(Natural language region descriptions)
++++++++++++++++++++

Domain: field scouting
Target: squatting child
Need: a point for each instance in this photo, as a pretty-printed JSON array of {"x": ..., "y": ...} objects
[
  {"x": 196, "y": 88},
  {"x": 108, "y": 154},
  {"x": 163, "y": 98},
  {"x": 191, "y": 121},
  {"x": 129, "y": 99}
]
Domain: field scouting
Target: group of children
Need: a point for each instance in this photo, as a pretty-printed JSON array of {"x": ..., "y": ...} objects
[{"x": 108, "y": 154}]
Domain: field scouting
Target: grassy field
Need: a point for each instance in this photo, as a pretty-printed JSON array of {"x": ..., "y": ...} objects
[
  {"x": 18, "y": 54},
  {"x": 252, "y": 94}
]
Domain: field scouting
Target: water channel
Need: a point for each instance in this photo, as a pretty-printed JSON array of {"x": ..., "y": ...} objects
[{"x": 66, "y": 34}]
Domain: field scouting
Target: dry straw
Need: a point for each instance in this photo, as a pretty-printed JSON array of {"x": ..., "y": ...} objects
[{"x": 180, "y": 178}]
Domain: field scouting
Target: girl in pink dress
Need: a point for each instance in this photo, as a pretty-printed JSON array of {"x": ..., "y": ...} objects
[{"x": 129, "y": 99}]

++++++++++++++++++++

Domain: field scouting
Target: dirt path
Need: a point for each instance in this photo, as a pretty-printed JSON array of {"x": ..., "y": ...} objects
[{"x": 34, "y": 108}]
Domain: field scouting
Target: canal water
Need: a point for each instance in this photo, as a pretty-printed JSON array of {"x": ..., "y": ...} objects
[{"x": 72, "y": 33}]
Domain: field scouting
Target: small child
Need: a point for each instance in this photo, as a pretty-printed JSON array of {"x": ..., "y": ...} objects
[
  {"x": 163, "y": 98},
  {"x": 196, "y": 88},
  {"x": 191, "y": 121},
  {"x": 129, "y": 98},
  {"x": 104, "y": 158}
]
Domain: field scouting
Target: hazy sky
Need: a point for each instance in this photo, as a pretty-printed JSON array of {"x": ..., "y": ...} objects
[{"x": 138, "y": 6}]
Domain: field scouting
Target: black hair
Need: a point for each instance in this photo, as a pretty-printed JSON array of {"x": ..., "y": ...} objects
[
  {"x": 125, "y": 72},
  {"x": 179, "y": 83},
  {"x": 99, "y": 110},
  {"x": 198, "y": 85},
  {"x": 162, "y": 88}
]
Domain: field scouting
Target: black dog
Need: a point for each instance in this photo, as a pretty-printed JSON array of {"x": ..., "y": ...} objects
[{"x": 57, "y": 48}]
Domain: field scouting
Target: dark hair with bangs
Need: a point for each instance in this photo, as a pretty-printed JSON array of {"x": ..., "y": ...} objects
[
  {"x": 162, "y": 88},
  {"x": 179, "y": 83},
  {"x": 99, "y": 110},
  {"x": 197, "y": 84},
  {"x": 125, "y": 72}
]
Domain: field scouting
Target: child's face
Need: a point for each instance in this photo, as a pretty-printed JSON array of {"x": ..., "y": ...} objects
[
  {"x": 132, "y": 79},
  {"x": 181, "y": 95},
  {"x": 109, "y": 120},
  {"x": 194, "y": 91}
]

++++++++++++++++++++

Could you say how many lines of the entries contain the string "hair"? Only the number should be given.

2